Problem description
Reproduce each of the entries below word for word, line by line.

Dataset entries
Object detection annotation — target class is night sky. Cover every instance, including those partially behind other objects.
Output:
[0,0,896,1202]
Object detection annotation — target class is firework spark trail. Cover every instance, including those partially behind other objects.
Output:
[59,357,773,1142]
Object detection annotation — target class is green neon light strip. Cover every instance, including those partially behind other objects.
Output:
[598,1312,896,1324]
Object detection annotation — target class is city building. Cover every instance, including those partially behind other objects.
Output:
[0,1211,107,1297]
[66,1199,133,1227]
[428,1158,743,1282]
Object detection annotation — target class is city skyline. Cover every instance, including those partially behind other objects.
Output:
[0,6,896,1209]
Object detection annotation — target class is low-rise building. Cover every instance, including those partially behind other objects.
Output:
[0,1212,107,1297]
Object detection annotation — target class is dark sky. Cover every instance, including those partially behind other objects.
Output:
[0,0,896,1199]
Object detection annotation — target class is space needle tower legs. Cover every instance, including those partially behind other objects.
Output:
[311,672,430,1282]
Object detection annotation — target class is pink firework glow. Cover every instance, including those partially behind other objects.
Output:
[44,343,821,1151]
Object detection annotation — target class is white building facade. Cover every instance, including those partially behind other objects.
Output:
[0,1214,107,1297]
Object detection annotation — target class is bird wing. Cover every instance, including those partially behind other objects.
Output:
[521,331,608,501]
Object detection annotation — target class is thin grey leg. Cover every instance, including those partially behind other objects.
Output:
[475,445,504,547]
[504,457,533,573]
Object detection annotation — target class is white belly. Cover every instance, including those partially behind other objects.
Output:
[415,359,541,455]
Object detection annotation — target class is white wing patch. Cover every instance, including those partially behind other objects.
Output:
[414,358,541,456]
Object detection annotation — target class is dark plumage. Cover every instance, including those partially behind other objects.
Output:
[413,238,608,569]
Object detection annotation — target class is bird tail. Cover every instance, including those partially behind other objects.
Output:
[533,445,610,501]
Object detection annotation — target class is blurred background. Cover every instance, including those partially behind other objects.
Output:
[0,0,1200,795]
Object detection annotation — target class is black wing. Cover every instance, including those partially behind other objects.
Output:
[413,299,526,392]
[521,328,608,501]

Solution to this task
Object detection annotation — target class is night sky. Cover every instance, including those partially behind other objects.
Output:
[0,0,896,1202]
Object detection annotation — target class is firework spark trail. Cover every instance, including those partially behind other objects.
Output:
[59,357,773,1142]
Object detection annotation — target class is green neon light strip. Cover every instance, including those partially behind other objects.
Output:
[598,1312,896,1324]
Object detection annotation — target class is city building. Cover every instance, including those partially behind other objects.
Output:
[0,1211,107,1297]
[66,1199,133,1227]
[428,1158,743,1282]
Object detection annotation — target class is city skyline. Cover every instance, including those partially behind other objects.
Output:
[0,6,896,1209]
Object detection annotation — target class is low-rise building. Cover every instance, including those partially behind other objects.
Output:
[0,1212,107,1297]
Object detection annotation — target class is dark sky. Cover every instance, including those partially behind other objects.
Output:
[0,0,896,1199]
Object detection annotation — target class is space needle tower legs. Cover every instance, including those partially behind other objects.
Output:
[311,672,430,1282]
Object detection annotation — target class is pink firework glow. Cover every instance, including those partially behind other objects.
Output:
[44,343,821,1151]
Object detection annotation — target class is white building facade. Cover every instance, including those partially behind other objects.
Output:
[0,1214,107,1297]
Object detection annotation — target class is bird wing. Cover every instance, including those partially behind other objects.
Output:
[521,331,608,501]
Object detection annotation — target class is thin grey leg. Cover every instance, including those partially behind other objects.
Output:
[475,445,504,547]
[504,457,533,573]
Object detection annotation — target class is white belly. Cover every instance, including those partially behind other objects.
Output:
[415,359,541,455]
Object detection annotation — target class is white wing patch. Cover every instance, including those partially behind other objects.
Output:
[414,358,541,456]
Object detection annotation — target class is dark plumage. Cover every instance, including those partially behind other objects.
Output:
[413,238,608,569]
Object detection annotation — target class is bird tail. Cover every instance, including those partially behind other objects.
Output:
[533,445,610,501]
Object detection annotation — target class is blurred background. Cover every instance, including those partially behind other objects.
Output:
[0,0,1200,795]
Object detection annotation — target class is black wing. Cover every instance, including those partially behind other objects.
Output:
[413,299,526,392]
[521,328,608,501]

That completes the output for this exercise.